Wherever the word "positive" appears in a line of the data, that line should be copied.

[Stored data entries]
======

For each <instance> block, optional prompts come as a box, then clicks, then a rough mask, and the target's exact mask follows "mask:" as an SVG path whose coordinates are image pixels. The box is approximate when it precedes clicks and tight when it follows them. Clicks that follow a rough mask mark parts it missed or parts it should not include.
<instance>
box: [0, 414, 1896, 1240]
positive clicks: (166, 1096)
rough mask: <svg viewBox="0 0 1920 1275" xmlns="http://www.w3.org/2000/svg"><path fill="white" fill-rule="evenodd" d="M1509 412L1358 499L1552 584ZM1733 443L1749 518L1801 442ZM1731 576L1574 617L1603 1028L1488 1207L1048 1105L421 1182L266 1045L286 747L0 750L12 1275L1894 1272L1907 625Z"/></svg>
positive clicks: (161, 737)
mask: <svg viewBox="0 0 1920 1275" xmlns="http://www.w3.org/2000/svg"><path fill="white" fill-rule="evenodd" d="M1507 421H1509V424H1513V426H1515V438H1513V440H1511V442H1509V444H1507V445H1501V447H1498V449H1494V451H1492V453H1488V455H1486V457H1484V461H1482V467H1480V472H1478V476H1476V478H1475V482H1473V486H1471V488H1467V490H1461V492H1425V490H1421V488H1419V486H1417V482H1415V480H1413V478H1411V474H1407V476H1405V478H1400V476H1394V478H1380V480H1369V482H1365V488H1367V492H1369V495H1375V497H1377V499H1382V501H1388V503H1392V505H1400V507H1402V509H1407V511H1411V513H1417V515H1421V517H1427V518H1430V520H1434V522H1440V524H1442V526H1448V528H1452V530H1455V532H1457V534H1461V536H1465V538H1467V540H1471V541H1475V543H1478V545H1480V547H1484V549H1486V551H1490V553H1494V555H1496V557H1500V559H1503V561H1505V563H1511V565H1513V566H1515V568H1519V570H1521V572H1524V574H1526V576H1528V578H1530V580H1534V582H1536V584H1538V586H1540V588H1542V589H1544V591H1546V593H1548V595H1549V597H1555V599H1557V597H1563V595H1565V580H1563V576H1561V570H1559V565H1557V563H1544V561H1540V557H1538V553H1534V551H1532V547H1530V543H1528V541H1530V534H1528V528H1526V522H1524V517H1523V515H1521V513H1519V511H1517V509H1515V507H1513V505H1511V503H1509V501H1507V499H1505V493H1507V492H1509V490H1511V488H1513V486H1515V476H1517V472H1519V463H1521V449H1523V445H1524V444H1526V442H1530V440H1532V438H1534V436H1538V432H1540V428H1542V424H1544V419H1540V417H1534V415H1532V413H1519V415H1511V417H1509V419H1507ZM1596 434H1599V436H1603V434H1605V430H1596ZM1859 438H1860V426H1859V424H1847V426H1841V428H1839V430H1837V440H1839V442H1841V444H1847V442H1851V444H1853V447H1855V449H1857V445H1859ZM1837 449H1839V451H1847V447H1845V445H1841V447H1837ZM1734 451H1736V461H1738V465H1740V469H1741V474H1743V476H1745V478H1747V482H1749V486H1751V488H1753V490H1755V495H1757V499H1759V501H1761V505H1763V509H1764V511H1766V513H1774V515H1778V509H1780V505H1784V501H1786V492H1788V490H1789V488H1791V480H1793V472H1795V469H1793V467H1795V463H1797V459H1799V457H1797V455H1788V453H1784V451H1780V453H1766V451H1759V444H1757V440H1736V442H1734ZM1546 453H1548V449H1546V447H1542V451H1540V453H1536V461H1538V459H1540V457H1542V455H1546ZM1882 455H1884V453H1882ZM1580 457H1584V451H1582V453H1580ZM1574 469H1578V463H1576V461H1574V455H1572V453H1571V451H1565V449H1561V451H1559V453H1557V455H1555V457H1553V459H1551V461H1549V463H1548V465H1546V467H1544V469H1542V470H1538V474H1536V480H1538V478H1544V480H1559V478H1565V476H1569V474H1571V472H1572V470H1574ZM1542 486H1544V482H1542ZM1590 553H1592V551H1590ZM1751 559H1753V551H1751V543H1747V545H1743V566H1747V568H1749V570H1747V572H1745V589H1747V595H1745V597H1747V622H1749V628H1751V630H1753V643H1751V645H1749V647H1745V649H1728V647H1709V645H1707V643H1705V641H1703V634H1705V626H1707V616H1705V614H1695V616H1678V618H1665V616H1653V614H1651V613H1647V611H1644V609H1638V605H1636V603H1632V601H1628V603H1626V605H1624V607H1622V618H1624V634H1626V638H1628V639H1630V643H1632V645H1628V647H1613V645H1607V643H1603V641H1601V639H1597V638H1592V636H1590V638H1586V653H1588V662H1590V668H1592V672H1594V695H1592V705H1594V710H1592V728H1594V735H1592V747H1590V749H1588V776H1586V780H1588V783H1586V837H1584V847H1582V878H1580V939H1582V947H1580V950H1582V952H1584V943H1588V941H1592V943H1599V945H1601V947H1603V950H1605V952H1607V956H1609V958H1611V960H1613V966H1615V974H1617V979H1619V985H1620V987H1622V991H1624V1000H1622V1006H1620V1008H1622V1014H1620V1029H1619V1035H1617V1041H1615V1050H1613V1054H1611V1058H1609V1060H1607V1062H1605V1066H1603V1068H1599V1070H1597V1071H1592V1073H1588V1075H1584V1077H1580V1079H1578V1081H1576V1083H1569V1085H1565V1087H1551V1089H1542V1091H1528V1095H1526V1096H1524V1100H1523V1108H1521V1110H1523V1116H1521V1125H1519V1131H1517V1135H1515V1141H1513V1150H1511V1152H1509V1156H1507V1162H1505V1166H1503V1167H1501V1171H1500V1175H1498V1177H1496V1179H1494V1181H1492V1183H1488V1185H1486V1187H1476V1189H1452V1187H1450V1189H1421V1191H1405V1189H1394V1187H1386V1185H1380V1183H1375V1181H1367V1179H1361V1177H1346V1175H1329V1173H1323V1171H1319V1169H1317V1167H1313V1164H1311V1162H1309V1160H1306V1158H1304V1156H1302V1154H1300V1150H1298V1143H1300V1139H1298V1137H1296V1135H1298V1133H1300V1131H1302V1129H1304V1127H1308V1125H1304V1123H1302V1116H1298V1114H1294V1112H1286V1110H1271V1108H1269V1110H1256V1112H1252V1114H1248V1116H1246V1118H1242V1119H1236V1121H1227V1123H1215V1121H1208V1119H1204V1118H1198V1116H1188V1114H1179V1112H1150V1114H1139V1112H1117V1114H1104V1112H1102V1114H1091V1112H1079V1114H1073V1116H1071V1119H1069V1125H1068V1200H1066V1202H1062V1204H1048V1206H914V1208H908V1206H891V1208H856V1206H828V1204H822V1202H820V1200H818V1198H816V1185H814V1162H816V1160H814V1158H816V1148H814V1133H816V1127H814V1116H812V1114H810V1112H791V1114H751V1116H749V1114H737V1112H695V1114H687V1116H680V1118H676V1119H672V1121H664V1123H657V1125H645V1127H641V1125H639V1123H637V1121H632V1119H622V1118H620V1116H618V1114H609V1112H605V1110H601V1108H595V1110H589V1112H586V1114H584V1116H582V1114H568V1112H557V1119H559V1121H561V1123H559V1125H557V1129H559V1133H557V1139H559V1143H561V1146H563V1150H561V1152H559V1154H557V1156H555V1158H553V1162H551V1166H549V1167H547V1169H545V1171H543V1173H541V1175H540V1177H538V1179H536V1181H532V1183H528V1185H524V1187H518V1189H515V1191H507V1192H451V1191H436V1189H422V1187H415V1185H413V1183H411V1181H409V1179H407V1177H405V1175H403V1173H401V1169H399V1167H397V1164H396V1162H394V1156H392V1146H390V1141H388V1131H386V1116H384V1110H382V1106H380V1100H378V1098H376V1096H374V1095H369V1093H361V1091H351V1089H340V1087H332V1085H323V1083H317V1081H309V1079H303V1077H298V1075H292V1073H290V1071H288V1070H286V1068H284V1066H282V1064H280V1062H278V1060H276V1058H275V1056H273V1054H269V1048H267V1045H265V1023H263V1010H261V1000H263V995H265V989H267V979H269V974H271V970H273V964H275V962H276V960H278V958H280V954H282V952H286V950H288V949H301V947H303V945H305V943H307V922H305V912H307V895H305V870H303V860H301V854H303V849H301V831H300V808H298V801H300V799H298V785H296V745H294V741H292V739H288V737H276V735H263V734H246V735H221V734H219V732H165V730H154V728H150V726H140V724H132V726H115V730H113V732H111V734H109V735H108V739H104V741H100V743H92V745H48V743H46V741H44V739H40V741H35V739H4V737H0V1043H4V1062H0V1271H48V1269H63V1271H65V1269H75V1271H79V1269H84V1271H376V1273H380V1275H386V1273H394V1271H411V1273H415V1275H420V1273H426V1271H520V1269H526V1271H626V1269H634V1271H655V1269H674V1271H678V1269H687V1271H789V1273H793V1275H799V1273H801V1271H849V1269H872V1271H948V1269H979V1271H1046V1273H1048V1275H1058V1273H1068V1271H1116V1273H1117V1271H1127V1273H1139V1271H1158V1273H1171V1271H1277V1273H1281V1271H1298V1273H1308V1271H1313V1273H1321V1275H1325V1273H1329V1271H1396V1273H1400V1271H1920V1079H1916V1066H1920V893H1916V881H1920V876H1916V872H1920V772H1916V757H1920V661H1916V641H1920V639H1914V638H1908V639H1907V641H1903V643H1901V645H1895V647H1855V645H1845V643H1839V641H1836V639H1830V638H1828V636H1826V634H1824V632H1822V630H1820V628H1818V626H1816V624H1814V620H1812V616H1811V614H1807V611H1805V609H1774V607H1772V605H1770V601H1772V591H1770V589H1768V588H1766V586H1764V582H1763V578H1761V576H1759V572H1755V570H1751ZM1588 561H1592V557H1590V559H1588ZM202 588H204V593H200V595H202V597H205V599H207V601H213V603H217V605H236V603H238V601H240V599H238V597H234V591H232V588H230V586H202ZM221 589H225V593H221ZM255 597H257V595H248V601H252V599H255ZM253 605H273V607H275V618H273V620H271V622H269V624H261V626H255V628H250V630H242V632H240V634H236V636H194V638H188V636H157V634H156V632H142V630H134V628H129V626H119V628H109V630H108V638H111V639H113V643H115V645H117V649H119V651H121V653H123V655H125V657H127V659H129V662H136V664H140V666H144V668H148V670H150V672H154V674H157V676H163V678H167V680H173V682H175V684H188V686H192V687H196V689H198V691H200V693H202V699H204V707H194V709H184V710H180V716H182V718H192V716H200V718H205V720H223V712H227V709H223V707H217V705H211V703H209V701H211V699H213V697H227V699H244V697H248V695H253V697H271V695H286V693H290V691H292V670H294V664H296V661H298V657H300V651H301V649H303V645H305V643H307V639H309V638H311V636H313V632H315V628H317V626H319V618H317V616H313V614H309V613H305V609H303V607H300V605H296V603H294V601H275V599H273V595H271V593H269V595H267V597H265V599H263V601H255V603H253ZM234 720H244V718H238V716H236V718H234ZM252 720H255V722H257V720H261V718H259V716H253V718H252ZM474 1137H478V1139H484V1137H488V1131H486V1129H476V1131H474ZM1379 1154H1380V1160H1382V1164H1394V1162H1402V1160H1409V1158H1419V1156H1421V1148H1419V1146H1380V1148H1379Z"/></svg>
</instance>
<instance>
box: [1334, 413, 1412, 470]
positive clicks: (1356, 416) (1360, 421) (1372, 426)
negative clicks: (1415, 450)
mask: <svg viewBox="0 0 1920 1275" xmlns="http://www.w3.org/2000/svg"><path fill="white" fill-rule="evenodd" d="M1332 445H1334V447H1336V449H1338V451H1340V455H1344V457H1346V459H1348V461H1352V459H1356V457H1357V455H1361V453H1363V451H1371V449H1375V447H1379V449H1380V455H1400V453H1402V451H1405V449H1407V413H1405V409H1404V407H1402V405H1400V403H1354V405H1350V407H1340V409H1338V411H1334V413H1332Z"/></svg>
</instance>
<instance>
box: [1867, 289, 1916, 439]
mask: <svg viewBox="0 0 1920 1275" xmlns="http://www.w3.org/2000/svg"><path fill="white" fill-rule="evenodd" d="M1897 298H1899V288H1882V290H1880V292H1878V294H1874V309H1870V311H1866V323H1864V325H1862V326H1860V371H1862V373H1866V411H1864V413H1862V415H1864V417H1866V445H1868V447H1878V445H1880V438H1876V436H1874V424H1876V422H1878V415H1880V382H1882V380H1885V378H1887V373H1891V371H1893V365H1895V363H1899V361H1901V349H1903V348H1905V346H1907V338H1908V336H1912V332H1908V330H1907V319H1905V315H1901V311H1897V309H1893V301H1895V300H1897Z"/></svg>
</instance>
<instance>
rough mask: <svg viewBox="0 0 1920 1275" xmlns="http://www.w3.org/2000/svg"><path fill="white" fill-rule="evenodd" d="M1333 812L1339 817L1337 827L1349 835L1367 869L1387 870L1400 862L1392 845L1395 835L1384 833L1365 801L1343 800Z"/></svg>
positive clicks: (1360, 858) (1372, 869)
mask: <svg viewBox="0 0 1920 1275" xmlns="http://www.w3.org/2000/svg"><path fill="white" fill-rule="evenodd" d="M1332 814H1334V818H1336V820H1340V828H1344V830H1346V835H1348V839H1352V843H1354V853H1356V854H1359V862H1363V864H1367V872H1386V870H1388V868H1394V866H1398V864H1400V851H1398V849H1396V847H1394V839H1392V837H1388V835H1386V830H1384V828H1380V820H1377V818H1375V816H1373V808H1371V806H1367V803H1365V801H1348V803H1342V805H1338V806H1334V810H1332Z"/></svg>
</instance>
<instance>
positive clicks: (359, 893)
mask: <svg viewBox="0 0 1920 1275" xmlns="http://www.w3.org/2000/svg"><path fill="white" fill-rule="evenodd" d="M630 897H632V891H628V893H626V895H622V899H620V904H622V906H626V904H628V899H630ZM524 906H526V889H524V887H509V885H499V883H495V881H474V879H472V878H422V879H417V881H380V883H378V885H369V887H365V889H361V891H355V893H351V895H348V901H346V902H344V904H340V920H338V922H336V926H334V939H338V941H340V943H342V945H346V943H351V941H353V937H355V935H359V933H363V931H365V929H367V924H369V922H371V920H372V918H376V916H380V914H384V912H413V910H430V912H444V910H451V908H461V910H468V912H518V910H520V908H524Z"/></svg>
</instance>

======

» **Expected output**:
positive clicks: (166, 1096)
positive clicks: (161, 737)
positive clicks: (1356, 416) (1360, 421) (1372, 426)
positive clicks: (1360, 858) (1372, 869)
positive clicks: (359, 893)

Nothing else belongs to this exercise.